Look at the first attribute in my example. In common speech Invoices.InvPrinted can stand for a Boolean value as well as for a date. To avoid any confusion, you can make it even clearer by naming the logical attribute Invoices.InvIsPrinted, which leads to perfectly understandable code like ...
FOR EACH Invoices WHERE NOT Invoices.InvIsPrinted AND
Invoices.InvDateCreate =< (TODAY - 10) AND
EACH Customers OF Invoices,
EACH Staff OF Customers:
lOk = sendEmail(Staff.StEmailAddy,
'Send out invoice # ' + STRING(Invoices.InvNumber) + ' $'
'To ' + crlf + getMailAddress(Customers.AdrOID) + crlf + ' immediately')
Staff.StBrowniePoints = Staff.StBrowniePoints - 1.
... and more examples. All types of amounts are addressed by the same name:
Invoices.InvNetAmount Orders.OrdNetAmount ...
Invoices.InvTaxAmount Orders.OrdTaxAmount ...
Invoices.InvGrossAmount Orders.OrdGrossAmount ...
All numbers are called 'Number' and not 'No', 'Num' ('Num' usually means 'number of') or whatever:
Customers.CustNumber (if there is a numeric customer number)
Countries.CoIsoNumber (ISO 3166 numeric code)

■ **Supplied material**:
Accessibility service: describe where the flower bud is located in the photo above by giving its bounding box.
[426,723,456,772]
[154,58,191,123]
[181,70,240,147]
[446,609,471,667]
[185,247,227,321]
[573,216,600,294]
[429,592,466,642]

■ **Stated exercise**:
Continue the text on naming database attributes, starting after its last line about ISO numeric country codes.

■ **Exercise response**:
Alphanumeric codes are (usually) named 'Code' like
Countries.CoIsoCode (ISO 3166 alphanumeric code)
Products.PrdCode (or Products.PrdSku)
Borderline cases are 3rd party, non-unique technical keys with business meaning like the UPS 1Z Tracking Number, which contains both digits and letters. I'd call it UpsParcels.UpsP1zTrackingNumber, because the term is a matter of common knowledge and, technically spoken, '1Z' even indicates an alphanumeric value.
The same goes for all common name components like 'description', 'remarks', 'name', 'quantity', 'price' and so on, I guess you've got the idea. If possible, try to express the data type by attribute names, not only in attributes of the type date and logical. 'Url' or 'Description' indicate a single-line character field, 'LongDescriptions', 'Remarks' or 'Notes' usually get stored in large text fields, 'Percent', 'Amount' and 'Price' imply decimal values, 'NumberOf' or 'PageNumber' represent integers and so on.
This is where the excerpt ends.